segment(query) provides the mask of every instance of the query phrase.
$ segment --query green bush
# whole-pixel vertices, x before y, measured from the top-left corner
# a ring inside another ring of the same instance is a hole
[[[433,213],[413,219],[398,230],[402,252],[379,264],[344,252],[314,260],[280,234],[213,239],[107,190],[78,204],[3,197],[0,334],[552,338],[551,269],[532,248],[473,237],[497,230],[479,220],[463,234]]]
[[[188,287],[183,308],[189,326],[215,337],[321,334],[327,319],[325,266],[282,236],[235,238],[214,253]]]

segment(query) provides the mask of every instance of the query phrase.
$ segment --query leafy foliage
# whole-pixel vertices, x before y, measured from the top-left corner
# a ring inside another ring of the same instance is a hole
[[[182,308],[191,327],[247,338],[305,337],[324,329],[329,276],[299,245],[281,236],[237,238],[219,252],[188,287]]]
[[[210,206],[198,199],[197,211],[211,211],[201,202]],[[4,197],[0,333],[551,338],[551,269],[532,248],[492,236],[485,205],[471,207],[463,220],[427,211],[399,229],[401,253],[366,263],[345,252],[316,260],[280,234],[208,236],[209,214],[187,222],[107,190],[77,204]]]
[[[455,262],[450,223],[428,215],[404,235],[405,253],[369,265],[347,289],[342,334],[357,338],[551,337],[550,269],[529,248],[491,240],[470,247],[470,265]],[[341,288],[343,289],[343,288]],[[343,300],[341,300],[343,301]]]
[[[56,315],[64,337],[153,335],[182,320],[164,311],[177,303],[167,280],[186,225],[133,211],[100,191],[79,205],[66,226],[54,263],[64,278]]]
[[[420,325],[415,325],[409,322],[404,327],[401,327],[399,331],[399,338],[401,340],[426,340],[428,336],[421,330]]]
--------------------------------------------------
TASK GOAL: The answer must be a word-for-word restatement of the records.

YOUR SOLUTION:
segment(query) provides the mask of every instance of the query phrase.
$ segment --query green bush
# whole-pixel vertices, x before y, measured from the top-left corner
# a ring inside another ring of the same instance is a hole
[[[433,213],[413,219],[398,230],[402,252],[379,264],[344,252],[314,260],[280,234],[213,239],[107,190],[78,204],[3,197],[0,334],[552,338],[551,269],[532,248],[473,237],[497,230],[479,220],[463,234]]]
[[[188,287],[183,308],[189,326],[215,337],[321,334],[327,319],[325,266],[282,236],[235,238],[214,253]]]

segment(query) provides the mask of every instance of the query phrase.
$ segment --query leafy foliage
# whole-pixel vertices, x before y, measured from the top-left corner
# a ring inside another ring of the same instance is a hole
[[[182,308],[191,327],[247,338],[305,337],[324,329],[329,276],[299,245],[281,236],[237,238],[219,252],[188,287]]]
[[[210,206],[198,199],[197,211],[211,211],[201,202]],[[4,197],[0,333],[551,338],[551,269],[532,248],[492,236],[485,205],[471,207],[463,220],[427,211],[399,229],[401,253],[366,263],[345,252],[316,260],[280,234],[208,236],[209,214],[187,222],[107,190],[77,204]]]
[[[455,262],[450,223],[428,215],[404,235],[405,253],[369,265],[347,289],[342,334],[357,338],[551,337],[550,269],[529,248],[491,240],[470,247],[470,265]],[[341,288],[343,289],[343,288]],[[343,300],[341,300],[343,301]]]
[[[56,315],[64,337],[153,335],[182,320],[164,311],[177,303],[167,280],[186,225],[133,211],[100,191],[79,205],[66,226],[54,263],[64,278]]]
[[[420,325],[415,325],[409,322],[404,327],[401,327],[399,331],[399,338],[401,340],[426,340],[428,336],[421,330]]]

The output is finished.